Tumor cell invasion assays showed that the numbers of cells passing through Matrigel in HepG2, SMMC-7721 and Bel-7404 was significantly higher than that in the HL-7702 (Fig. 3b). LXR activation by GW3965 treatment significantly reduced the invasive ability of HCC cell lines. However, Notably, the addition of NFκB inhibitor abolished the effect of GW3965 on the invasive ability of HCC cell lines (Fig. 3c).

Discussion

In this study, we found that tumor LXRa expression status is associated with the clinical characteristics, such as tumor stage and metastasis, of HCC patients. More importantly, tumor LXRa level is closely related to the post-operative outcome in HCC patients. Patients with low LXR expression have a significantly lower mean 5-year overall survival rate and mean overall survival period than those with high LXR level, suggesting tumor LXRa can be used as a marker for HCC prognosis. Our in vitro data reveal that HCC cell lines had increased NF-κB, MMP2, MMP9 and invasive ability than normal cell line, which are suppressed by LXR activation via NFκB pathwa. This finding provides a novel insights into the molecular mechanisms for the anti-tumor effect of LXR.

- [ASSIGNED TASK A]
List every cell line named in the liver cancer study text.
- [ASSIGNED TASK B]
Carry on the liver cancer study text from its last sentence.

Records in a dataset

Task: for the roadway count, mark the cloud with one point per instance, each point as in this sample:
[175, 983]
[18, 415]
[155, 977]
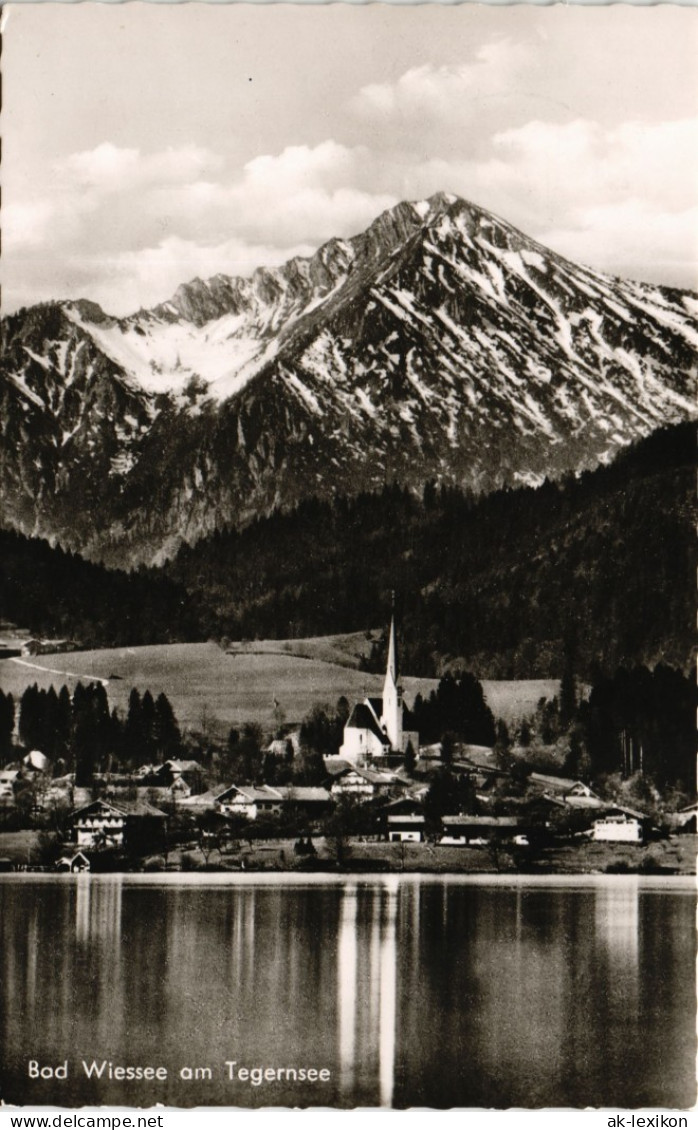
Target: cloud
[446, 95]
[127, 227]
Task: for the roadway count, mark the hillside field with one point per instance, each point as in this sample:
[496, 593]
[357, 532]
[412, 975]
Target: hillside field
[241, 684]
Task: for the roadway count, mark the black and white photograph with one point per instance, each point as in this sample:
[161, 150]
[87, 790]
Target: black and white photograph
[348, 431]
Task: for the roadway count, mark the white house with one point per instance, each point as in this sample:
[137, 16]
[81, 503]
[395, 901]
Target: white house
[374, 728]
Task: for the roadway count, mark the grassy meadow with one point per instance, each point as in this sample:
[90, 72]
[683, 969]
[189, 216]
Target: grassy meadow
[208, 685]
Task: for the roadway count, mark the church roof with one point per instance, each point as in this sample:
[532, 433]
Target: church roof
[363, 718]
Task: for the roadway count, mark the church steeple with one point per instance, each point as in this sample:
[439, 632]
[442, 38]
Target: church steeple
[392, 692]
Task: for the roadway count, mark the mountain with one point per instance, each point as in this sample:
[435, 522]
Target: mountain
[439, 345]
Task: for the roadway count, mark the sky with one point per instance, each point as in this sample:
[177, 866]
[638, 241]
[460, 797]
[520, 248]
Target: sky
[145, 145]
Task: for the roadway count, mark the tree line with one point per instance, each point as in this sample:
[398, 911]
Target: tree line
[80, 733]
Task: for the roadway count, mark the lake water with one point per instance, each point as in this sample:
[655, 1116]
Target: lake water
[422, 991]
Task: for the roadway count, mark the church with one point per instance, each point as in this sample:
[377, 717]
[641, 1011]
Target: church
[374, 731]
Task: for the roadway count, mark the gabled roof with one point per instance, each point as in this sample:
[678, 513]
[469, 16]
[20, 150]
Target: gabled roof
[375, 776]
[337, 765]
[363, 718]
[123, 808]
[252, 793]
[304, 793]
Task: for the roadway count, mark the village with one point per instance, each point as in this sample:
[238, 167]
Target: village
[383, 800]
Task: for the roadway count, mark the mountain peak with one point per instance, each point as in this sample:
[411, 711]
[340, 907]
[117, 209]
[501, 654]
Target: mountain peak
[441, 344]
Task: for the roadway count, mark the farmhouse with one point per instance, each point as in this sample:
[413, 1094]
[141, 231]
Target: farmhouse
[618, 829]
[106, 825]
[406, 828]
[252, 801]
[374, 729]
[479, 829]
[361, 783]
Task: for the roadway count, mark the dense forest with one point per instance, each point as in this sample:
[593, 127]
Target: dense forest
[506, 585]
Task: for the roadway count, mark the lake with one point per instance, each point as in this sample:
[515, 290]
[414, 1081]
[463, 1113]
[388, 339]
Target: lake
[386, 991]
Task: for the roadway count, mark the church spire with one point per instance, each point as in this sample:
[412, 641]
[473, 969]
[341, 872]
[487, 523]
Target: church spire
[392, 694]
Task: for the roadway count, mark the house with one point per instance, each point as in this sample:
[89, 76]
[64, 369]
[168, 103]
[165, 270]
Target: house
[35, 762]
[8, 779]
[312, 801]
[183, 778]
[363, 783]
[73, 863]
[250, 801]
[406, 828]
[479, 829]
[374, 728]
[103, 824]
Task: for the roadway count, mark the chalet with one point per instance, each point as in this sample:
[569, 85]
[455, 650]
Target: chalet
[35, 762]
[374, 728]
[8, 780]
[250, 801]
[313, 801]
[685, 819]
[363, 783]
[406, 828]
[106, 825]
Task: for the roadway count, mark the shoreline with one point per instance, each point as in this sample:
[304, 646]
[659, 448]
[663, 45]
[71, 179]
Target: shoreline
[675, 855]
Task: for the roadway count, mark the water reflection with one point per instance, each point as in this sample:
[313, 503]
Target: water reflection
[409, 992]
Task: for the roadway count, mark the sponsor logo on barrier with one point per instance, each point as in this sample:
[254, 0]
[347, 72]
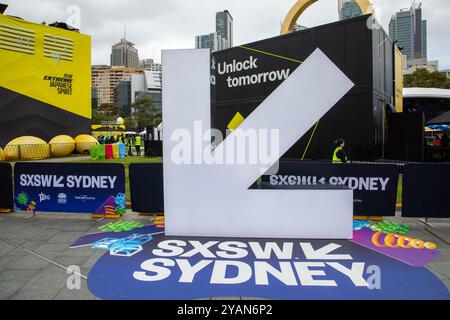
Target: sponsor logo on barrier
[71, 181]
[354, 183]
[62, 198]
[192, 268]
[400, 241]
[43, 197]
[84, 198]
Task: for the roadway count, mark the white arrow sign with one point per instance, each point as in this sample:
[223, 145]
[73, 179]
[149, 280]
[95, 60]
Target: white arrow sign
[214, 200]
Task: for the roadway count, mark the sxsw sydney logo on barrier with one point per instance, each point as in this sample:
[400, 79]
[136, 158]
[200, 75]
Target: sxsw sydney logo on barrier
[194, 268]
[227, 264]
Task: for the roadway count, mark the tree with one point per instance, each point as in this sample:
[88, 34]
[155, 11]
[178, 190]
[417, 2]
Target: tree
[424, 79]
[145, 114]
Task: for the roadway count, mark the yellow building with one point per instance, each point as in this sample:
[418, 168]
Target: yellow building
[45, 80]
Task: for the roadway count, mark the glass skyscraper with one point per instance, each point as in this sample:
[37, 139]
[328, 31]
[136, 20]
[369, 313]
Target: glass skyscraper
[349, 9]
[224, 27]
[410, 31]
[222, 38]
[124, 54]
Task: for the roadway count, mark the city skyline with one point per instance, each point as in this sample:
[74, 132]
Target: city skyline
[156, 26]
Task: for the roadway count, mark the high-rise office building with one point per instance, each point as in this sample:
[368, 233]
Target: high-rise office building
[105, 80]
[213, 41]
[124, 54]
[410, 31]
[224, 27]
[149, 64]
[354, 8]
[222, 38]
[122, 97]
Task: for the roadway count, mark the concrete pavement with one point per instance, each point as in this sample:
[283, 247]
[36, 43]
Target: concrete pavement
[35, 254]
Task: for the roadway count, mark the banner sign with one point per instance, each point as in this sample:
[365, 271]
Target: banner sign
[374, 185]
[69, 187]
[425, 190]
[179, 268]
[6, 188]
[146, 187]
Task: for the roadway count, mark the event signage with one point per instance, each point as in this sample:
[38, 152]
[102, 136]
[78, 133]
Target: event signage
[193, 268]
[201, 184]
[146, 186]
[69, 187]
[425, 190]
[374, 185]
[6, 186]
--
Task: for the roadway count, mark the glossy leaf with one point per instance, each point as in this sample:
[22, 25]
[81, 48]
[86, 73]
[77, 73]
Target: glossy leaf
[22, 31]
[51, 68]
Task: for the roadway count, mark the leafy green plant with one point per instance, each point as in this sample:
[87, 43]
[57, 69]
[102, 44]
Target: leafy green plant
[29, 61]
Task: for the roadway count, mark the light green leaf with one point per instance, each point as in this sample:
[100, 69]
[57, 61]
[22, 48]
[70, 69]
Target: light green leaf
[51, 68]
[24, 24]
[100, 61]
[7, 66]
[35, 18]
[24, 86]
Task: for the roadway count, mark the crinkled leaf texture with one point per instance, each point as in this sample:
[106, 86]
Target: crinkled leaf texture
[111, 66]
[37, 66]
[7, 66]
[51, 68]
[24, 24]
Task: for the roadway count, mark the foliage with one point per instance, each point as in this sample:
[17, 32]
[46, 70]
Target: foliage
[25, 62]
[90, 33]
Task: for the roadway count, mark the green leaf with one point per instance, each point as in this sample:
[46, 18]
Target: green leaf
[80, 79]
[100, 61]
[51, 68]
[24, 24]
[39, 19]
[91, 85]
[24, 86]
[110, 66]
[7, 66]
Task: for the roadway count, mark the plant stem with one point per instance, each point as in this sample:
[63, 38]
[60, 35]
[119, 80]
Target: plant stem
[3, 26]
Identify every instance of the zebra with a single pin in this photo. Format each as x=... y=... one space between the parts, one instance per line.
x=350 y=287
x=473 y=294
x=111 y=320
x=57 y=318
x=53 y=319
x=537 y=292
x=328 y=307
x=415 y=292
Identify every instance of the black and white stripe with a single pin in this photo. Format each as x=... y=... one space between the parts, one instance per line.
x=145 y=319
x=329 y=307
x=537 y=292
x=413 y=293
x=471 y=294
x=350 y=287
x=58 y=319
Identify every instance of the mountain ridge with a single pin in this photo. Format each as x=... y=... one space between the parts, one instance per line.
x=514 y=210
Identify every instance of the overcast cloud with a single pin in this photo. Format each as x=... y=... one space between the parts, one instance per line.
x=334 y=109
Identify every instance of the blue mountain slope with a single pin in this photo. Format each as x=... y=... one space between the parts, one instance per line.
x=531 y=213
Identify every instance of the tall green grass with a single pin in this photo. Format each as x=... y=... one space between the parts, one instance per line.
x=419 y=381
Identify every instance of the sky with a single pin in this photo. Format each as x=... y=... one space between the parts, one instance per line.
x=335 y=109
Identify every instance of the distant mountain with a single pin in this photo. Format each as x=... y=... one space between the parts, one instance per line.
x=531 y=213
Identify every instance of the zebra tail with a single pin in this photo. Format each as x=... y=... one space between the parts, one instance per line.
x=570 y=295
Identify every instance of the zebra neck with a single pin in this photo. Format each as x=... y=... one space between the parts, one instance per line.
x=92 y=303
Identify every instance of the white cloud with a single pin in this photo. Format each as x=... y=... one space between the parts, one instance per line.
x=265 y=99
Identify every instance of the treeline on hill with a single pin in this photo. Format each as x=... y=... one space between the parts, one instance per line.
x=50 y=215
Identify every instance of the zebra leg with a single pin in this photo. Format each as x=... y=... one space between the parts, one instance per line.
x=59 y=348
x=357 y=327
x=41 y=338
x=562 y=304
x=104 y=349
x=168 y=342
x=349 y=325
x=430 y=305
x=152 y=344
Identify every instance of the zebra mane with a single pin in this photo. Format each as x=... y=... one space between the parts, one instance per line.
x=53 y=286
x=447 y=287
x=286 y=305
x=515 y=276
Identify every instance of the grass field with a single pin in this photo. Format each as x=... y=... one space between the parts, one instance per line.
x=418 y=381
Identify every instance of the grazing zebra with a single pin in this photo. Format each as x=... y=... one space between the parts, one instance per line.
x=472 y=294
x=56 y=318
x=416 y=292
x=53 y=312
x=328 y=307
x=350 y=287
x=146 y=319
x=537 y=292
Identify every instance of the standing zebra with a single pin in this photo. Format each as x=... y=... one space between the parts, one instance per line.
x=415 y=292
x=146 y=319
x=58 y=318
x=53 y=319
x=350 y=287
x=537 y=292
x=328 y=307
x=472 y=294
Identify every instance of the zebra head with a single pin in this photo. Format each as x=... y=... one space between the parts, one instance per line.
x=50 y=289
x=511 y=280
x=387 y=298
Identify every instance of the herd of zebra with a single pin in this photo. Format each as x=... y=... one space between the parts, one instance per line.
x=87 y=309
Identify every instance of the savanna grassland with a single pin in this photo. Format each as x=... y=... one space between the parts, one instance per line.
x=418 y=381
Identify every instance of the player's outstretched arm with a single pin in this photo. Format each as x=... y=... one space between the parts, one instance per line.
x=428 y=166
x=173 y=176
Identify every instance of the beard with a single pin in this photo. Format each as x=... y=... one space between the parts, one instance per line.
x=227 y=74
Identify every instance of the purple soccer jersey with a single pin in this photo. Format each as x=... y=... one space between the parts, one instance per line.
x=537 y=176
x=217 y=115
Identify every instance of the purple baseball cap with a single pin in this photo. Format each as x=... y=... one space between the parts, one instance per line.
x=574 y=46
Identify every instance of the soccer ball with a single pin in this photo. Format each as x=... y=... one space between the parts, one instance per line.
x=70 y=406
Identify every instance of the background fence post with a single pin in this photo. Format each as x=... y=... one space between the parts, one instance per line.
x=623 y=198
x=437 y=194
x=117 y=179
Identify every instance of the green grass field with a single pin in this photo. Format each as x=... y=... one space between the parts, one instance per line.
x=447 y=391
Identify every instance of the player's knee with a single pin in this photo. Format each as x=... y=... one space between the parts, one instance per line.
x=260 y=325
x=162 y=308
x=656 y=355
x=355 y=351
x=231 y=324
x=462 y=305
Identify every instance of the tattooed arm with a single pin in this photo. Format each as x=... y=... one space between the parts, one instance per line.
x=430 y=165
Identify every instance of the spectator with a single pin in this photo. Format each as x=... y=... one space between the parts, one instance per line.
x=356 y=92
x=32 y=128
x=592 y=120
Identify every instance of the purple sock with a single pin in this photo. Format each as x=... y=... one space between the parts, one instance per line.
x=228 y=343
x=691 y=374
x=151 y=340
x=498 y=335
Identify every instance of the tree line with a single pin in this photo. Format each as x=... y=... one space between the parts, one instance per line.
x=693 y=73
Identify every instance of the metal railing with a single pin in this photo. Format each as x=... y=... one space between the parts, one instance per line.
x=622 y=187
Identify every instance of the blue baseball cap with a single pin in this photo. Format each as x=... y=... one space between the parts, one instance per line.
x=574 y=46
==
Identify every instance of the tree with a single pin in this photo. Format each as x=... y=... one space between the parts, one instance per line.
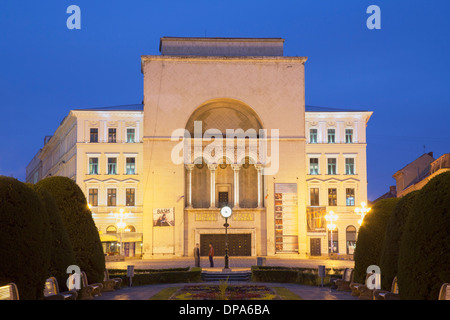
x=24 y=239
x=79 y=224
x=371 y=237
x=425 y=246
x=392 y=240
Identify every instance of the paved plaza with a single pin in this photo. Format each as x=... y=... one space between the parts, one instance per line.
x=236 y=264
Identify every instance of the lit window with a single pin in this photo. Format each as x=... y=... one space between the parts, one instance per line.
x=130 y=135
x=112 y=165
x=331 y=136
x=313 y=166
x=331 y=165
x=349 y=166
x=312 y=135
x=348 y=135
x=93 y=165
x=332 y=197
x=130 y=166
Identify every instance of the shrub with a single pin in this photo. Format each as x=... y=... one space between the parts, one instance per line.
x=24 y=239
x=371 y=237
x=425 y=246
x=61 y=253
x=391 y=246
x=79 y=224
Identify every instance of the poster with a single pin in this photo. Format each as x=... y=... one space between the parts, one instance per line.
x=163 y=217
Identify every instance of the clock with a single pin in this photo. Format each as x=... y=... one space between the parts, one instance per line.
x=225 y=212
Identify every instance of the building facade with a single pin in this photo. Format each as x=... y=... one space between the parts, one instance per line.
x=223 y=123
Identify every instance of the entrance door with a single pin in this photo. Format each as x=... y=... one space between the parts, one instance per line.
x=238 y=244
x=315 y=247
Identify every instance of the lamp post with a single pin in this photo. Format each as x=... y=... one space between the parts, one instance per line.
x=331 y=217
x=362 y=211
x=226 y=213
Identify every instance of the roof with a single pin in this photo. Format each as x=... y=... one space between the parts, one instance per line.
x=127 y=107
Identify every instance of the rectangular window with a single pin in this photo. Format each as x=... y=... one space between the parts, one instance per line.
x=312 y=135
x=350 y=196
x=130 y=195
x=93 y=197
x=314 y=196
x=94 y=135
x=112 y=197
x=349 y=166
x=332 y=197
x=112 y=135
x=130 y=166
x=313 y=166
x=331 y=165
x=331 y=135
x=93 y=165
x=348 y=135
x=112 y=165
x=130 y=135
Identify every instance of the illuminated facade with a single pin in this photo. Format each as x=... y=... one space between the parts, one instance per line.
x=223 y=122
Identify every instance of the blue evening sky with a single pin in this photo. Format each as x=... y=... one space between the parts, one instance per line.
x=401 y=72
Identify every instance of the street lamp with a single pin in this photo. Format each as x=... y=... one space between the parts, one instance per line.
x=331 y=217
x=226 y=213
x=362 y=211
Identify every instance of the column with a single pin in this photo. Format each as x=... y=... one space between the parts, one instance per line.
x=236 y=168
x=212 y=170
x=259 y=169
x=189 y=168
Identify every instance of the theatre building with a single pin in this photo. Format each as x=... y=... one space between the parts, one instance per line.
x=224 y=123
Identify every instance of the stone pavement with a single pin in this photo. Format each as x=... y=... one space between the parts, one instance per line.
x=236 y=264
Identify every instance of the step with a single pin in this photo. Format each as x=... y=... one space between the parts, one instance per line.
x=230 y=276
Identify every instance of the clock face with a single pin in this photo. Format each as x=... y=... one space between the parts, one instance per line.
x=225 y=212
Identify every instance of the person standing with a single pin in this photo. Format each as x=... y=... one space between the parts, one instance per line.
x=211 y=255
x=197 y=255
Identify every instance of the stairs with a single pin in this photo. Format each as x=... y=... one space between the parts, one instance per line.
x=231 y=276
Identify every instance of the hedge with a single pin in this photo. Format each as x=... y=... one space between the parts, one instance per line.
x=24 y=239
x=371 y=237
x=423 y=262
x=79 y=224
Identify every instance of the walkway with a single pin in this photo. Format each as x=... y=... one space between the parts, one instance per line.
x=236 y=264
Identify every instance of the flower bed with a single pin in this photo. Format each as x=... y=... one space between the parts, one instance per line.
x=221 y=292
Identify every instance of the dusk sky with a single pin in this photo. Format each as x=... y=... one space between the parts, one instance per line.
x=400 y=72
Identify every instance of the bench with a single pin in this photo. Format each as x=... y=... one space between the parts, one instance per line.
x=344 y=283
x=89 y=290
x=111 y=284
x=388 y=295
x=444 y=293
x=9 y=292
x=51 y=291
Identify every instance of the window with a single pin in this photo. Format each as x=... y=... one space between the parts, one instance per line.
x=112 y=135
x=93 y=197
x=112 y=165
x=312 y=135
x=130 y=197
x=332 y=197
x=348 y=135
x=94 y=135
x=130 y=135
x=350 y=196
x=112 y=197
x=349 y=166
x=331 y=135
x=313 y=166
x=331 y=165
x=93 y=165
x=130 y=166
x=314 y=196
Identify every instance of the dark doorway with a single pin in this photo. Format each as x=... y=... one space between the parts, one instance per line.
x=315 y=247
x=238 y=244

- [FINAL ANSWER A]
HepG2, SMMC-7721, Bel-7404, HL-7702

- [FINAL ANSWER B]
Accumulating evidences suggest that LXR plays a critical role in cell proliferation and tumor development [10] . Previous reports show that LXR reduces proliferation of human colorectal cancer cells. LXR-deficient mice display increased proliferation in the colonic epithelial, whereas activation of LXR inhibits epithelial proliferation [11]. In human breast cancer cell lines, activation of LXR could significantly inhibit proliferation via PI3K/AKT pathway [5]. It is possible that the altered levels of LXR in different HCC stages differentially impact cancer cell proliferation and thus tumor development.

Despite the anti-tumor activity of LXR has been reported in many studies, the underlying mechanisms and signaling pathways remain elusive. It has been reported that LXR and its ligands could regulate metabolic genes, cell cycle regulatory proteins, hormone signaling, and apoptosis in cells [8]. We demonstrated in this study that LXR activation suppressed the expression of MMP-2 and MMP-9 in HCC cell lines, along with antagonism of the NFκB, a protein complex that controls transcription of DNA, cell proliferation and cell survival. Treatment with NFκB inhibitor abolished the LXR-dependent suppression of MMP-2 and -9 expressions. These results suggest LXR may act against cancer at least in part by regulating of MMPs through NFκB signaling pathway.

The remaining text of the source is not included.